# Excerpt to read:
First and foremost, you must have the skills to play in college. Or at least skills that match what a college coach is looking for in your recruiting class.

Solid academics:

You must prove that you can thrive in an academic setting. The NCAA no longer allows high school student-athletes to become eligible as college freshmen.  In DI, and soon in DII, you must pass 16 core courses in high school to academically qualify to play sports as an incoming freshman in college.  Then by the conclusion of your second year of college, you must complete 40% of the coursework necessary toward your degree. Followed by 60% at the completion of your third year and 80% by the end of your fourth year. This is no cake walk.  If you aren’t ready for the academic focus required by the NCAA, in high school or college, you will not survive.

Good Character:

You must consistently demonstrate that you can be a positive representative of the college once you arrive.  In high school, joining clubs, participating in community volunteer projects, holding down a part-time job — these are ways to exhibit good character.  As important is having written letters of recommendation from community leaders.

Data entries:
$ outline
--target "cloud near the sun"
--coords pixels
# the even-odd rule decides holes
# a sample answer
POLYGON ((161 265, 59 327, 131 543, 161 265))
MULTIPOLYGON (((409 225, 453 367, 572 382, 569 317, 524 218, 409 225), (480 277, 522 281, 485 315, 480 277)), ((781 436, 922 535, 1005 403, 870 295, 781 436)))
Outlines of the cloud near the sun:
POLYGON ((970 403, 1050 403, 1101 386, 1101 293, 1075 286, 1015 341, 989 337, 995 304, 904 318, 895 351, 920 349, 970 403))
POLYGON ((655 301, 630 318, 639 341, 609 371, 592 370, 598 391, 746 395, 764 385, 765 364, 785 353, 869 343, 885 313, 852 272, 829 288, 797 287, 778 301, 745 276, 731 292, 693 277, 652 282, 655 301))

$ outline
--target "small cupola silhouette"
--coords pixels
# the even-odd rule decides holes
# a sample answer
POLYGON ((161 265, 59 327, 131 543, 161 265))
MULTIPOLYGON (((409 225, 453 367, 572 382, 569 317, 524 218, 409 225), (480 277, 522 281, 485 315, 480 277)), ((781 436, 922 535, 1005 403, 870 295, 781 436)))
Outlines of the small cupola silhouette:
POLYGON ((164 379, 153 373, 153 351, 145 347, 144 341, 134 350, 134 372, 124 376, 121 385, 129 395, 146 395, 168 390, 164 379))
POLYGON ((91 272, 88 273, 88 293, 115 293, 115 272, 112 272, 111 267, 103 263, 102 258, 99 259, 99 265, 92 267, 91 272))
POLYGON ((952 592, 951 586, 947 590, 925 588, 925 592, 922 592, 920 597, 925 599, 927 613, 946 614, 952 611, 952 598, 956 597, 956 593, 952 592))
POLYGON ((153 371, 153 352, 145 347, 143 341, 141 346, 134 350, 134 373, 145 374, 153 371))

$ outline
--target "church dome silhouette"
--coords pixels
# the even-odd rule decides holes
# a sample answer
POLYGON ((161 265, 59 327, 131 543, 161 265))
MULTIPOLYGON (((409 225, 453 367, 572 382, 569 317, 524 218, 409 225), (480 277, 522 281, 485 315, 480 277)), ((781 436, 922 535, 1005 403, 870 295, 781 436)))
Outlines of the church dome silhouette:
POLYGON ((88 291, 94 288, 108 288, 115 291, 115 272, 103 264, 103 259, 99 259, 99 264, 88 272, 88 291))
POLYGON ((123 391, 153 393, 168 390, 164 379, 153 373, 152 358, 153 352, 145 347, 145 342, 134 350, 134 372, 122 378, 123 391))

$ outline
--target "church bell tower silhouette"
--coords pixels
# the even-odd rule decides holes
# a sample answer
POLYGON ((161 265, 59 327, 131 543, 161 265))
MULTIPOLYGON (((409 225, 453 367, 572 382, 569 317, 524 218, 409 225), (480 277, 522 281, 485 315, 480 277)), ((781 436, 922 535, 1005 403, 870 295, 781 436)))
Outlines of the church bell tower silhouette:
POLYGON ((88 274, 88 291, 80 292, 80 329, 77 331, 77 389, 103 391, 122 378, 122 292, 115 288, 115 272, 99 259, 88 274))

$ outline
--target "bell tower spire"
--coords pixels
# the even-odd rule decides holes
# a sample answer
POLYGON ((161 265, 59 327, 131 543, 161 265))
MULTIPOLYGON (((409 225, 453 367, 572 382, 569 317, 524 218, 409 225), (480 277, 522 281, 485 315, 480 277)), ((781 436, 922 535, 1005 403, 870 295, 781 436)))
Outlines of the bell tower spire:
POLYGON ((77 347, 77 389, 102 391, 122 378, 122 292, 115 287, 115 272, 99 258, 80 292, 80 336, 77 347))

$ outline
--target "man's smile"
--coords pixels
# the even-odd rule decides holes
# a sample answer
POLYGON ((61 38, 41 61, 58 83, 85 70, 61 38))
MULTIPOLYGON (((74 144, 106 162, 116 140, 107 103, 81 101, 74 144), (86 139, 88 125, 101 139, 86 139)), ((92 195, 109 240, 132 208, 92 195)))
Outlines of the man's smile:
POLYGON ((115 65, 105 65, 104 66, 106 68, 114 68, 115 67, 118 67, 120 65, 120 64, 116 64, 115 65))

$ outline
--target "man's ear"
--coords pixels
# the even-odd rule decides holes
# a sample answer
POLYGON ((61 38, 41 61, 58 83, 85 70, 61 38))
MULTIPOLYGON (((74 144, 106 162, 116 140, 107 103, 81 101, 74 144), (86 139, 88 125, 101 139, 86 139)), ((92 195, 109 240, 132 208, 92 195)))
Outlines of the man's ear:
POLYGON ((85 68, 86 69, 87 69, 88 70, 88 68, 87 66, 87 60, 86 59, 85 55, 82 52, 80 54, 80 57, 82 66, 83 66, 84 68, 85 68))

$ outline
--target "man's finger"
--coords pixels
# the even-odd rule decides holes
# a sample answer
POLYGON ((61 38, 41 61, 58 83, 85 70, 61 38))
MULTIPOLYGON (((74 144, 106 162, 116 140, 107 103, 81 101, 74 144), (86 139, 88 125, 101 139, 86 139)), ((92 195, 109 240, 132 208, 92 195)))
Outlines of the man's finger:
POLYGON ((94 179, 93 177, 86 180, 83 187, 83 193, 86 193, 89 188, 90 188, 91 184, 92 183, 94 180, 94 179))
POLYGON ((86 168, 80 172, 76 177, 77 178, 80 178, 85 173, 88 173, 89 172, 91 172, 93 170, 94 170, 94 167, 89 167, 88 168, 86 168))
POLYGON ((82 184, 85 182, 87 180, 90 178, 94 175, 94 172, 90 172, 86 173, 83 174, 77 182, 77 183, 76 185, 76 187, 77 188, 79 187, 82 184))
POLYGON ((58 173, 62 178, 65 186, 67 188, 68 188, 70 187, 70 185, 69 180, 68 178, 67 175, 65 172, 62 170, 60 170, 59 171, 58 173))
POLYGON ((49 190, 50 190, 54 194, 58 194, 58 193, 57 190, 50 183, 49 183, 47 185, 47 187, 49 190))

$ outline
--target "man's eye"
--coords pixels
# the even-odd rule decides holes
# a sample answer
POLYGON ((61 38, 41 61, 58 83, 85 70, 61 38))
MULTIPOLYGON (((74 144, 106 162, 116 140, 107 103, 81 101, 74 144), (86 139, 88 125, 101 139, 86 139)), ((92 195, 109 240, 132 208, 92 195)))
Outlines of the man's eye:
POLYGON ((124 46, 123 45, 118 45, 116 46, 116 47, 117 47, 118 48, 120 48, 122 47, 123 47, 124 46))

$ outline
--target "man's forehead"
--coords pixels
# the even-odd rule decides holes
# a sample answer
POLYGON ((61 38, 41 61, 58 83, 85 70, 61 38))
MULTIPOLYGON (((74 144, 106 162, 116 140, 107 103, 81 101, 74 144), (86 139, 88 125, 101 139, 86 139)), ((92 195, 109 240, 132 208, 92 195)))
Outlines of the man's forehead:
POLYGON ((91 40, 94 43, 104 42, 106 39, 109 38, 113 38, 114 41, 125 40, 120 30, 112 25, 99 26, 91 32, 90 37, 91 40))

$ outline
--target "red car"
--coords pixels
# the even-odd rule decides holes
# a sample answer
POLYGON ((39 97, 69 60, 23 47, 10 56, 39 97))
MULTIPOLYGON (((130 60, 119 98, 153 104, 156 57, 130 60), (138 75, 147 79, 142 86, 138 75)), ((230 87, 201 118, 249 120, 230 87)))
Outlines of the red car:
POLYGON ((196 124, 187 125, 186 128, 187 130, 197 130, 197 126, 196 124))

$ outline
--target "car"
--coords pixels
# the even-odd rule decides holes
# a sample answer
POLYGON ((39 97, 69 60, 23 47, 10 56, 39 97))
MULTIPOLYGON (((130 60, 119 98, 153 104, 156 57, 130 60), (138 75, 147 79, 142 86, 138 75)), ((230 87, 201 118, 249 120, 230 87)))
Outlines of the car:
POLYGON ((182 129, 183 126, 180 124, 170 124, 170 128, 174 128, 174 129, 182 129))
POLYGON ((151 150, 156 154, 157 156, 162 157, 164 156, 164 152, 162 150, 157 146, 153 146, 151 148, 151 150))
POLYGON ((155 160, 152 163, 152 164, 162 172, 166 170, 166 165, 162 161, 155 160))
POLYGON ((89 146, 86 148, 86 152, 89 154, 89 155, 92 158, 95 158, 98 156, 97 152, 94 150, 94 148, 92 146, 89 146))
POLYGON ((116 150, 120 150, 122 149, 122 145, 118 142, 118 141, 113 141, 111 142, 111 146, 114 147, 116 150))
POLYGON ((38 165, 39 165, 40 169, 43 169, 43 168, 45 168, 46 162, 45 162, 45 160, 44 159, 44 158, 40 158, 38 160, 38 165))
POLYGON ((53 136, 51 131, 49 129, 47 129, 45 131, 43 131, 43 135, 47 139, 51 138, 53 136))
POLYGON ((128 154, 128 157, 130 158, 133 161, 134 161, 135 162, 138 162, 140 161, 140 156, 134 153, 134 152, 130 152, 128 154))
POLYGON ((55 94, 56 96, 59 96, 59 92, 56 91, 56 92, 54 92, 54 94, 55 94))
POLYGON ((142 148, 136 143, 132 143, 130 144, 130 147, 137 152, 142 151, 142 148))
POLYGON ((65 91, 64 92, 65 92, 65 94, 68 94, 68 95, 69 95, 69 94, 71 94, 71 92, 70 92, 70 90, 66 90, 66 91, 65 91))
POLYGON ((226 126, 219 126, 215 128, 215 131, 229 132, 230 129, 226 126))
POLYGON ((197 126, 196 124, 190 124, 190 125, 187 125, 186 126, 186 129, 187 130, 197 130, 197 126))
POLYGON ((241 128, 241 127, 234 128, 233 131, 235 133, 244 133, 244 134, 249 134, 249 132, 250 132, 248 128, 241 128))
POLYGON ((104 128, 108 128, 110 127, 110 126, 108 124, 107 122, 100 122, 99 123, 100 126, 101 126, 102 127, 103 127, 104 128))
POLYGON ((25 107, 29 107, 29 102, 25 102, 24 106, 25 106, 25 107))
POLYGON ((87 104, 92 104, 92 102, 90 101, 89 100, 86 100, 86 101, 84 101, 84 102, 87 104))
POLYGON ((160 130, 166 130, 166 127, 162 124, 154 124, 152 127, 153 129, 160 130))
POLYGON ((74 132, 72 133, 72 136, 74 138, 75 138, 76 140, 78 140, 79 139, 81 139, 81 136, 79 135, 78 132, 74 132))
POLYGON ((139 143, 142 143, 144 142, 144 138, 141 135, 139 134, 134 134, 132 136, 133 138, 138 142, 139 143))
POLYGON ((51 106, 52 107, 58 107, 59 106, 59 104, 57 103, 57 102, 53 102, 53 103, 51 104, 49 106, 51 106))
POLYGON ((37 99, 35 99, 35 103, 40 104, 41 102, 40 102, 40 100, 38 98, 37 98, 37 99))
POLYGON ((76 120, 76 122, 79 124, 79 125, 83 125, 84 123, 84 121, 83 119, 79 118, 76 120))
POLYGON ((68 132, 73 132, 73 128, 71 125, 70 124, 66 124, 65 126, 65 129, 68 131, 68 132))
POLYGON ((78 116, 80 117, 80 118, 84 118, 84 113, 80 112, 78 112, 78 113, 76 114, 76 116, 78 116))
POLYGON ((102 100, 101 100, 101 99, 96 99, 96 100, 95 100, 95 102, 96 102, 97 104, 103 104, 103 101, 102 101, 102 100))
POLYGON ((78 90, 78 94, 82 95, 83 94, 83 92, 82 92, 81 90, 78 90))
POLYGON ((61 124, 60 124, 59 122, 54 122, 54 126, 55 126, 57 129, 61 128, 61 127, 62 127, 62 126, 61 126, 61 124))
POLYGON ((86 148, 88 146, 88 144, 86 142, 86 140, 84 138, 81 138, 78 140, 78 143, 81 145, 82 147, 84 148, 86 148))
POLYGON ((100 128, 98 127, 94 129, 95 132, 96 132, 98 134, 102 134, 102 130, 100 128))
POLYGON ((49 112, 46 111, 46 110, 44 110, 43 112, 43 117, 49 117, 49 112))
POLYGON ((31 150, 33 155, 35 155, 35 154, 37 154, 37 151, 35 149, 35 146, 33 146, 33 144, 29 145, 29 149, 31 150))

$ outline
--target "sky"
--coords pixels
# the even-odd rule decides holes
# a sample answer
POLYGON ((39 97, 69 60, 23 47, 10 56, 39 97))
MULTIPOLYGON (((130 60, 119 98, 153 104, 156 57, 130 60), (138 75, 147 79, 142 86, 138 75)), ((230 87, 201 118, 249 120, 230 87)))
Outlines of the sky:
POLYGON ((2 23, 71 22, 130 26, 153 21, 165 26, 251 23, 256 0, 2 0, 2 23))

# Goals:
- A) Decide whether each statement below agrees with the excerpt on college athletic recruiting. For each, answer yes or no and quote the deciding words of the excerpt. (i) In DI, a student must pass 16 core courses in high school to qualify academically as an incoming college freshman. (ii) By the end of the second year of college, a student must complete 60% of the coursework toward the degree. (iii) Holding down a part-time job in high school is named as a way to exhibit good character.
- B) Print the part of the excerpt on college athletic recruiting that begins at the words containing "You must consistently" and stops after "from community leaders.".

# Results of the exercise:
- A)
(i) Yes: "In DI, and soon in DII, you must pass 16 core courses in high school to academically qualify to play sports as an incoming freshman in college."
(ii) No: "Then by the conclusion of your second year of college, you must complete 40% of the coursework necessary toward your degree."
(iii) Yes: "In high school, joining clubs, participating in community volunteer projects, holding down a part-time job — these are ways to exhibit good character."

- B)
You must consistently demonstrate that you can be a positive representative of the college once you arrive.  In high school, joining clubs, participating in community volunteer projects, holding down a part-time job — these are ways to exhibit good character.  As important is having written letters of recommendation from community leaders.